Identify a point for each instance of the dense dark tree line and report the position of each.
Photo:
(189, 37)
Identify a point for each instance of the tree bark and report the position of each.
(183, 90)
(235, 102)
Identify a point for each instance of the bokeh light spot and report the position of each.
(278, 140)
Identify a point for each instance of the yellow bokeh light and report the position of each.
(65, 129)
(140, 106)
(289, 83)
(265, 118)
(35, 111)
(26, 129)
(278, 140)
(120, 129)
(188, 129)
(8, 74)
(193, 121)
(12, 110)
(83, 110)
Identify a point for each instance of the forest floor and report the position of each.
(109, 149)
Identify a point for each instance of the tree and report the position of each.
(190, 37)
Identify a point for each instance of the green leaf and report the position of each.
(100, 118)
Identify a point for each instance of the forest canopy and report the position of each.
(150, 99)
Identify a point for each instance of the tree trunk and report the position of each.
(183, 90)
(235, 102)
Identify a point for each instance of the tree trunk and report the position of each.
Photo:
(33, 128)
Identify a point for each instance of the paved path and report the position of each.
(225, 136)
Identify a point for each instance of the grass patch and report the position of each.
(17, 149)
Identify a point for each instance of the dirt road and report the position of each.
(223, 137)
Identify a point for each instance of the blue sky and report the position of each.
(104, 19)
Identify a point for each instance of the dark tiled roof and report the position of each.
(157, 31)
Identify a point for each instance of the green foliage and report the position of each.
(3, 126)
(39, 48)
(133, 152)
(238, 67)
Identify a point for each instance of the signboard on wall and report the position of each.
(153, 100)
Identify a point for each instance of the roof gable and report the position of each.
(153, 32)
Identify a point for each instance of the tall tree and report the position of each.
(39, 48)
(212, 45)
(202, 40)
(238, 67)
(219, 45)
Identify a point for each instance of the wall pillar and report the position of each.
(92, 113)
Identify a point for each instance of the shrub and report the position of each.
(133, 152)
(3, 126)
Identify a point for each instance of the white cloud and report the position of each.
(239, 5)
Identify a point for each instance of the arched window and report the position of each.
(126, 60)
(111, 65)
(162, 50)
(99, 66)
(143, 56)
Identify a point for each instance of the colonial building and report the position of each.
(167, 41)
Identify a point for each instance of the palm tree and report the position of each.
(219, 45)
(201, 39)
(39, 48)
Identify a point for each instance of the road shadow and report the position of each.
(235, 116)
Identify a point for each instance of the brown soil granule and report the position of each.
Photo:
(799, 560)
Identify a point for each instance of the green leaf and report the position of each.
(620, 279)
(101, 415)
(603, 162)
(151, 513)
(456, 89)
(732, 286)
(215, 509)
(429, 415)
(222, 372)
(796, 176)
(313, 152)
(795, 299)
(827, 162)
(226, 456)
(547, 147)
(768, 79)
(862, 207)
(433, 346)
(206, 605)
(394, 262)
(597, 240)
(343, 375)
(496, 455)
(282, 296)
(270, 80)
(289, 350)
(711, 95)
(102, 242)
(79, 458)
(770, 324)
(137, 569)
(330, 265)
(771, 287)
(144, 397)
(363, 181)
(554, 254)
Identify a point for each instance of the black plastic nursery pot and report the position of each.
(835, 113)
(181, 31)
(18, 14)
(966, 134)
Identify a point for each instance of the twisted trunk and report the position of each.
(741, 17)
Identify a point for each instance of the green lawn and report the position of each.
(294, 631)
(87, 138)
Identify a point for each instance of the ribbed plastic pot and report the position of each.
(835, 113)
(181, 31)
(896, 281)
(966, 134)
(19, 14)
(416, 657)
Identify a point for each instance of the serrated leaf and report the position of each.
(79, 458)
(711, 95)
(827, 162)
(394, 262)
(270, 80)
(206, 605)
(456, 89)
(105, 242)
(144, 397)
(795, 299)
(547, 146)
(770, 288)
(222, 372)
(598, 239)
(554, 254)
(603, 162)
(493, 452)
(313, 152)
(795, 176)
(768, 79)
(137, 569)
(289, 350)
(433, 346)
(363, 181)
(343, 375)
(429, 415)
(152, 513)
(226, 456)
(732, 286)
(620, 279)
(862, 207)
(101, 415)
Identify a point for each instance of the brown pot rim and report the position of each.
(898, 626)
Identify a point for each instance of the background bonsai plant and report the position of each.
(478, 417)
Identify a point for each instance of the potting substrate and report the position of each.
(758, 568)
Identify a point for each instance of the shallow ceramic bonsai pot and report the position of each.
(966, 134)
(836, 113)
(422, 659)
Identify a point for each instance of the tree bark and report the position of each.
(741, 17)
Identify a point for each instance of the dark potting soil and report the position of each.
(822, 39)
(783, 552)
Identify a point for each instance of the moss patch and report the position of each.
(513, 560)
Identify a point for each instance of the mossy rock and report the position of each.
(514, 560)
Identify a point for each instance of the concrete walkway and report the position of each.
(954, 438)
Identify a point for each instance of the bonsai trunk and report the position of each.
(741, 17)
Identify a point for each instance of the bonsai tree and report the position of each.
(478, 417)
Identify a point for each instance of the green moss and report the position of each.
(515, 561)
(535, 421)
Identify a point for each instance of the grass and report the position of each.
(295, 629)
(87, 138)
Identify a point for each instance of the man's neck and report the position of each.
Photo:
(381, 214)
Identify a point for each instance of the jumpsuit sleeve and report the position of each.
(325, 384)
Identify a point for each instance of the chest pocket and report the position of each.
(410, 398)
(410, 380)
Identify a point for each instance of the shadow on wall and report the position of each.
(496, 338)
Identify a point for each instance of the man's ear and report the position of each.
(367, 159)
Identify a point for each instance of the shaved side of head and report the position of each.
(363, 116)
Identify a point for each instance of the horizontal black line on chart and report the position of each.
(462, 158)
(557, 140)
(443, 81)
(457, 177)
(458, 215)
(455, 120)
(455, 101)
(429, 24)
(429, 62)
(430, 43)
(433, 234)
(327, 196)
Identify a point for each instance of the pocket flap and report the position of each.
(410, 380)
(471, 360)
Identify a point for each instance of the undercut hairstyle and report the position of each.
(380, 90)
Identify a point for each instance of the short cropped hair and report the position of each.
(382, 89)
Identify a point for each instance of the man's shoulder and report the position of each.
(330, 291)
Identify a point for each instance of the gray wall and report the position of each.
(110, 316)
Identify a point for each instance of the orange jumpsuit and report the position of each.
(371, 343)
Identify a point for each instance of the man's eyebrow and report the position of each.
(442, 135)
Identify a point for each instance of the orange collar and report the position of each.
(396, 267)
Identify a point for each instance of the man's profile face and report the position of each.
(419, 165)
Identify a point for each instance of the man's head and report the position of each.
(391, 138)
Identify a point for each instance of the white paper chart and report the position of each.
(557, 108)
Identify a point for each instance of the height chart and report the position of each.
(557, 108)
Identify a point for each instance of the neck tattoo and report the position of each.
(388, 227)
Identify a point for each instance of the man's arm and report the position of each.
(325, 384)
================================
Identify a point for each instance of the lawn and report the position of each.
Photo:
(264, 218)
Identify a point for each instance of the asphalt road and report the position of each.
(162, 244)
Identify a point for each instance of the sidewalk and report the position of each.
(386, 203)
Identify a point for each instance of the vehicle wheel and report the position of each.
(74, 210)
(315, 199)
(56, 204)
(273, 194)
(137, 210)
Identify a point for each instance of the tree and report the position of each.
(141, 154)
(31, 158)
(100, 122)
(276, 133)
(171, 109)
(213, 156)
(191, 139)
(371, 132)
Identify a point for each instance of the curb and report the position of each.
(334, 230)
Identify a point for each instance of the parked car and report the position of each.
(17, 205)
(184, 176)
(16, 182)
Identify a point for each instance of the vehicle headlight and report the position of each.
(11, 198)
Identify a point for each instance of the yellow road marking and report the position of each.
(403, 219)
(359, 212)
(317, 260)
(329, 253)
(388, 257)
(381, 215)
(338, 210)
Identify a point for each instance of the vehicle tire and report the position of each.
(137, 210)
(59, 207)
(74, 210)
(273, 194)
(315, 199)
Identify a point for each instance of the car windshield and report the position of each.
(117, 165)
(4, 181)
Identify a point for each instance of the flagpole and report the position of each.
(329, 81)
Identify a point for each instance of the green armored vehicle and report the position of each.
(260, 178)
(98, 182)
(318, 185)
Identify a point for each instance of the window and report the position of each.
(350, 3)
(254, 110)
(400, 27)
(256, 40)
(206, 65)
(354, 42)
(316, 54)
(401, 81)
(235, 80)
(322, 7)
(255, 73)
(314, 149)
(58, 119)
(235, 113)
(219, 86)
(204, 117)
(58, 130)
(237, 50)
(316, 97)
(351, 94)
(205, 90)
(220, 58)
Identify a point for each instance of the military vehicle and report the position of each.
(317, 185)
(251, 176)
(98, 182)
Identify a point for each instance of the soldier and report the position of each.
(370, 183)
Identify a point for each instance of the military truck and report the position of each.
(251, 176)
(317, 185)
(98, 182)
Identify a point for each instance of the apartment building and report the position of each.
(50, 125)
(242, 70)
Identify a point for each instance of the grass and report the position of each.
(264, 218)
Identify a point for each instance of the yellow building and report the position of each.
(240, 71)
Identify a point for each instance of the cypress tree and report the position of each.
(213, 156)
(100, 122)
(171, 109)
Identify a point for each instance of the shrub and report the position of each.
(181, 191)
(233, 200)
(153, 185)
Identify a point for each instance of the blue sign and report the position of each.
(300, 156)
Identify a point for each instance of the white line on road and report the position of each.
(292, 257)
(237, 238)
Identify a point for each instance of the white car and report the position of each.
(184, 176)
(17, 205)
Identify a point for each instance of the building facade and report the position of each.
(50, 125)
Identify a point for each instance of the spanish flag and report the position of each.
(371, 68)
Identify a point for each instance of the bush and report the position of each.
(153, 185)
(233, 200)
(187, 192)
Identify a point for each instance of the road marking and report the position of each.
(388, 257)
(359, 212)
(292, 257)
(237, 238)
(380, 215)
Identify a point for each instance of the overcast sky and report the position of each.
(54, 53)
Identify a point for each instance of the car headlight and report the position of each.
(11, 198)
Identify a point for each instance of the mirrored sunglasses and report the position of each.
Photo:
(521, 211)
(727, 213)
================================
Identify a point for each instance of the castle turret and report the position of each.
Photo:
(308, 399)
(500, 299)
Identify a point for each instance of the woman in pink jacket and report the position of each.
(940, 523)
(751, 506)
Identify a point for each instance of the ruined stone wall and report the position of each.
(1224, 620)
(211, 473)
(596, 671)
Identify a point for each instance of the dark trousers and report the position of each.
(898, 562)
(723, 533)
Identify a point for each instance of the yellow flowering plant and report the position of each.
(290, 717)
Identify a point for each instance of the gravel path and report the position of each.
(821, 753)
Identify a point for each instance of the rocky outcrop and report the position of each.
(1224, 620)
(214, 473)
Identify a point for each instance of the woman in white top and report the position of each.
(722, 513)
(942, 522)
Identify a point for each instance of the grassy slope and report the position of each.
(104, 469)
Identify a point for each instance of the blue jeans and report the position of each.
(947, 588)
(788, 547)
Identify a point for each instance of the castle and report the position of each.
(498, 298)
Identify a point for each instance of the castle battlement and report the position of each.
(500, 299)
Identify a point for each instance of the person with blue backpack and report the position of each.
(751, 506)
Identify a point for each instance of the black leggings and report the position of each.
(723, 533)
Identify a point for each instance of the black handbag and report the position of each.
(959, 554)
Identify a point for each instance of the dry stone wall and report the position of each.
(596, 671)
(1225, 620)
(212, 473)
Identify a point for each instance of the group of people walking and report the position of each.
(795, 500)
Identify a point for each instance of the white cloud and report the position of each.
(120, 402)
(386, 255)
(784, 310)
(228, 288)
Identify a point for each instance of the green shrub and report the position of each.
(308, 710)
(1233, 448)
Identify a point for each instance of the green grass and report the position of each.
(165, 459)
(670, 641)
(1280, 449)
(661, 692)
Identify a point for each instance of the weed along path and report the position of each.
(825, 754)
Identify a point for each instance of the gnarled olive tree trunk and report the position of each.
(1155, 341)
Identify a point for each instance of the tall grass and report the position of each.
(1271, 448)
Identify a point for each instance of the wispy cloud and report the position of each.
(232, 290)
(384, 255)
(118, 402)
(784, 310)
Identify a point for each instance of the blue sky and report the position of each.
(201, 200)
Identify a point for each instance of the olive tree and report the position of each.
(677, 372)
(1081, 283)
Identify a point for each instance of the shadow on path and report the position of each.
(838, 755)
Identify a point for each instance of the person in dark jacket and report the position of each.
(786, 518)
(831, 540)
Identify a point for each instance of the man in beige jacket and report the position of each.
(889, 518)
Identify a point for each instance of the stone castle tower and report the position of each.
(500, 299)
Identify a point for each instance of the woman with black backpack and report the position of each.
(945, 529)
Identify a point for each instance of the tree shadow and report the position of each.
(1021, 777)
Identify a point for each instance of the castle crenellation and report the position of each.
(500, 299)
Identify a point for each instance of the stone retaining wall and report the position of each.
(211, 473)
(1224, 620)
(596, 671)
================================
Filter the records above down to every line that contains the string "building", and copy those lines out. The match is case-sensitive.

Identify a point for each instance of the colonial building and report the position of each.
Identify a point for each instance of the apartment building and report the position of each.
Identify a point for each instance of the yellow building and report the position of each.
Identify a point for each instance of the building facade and report the position of each.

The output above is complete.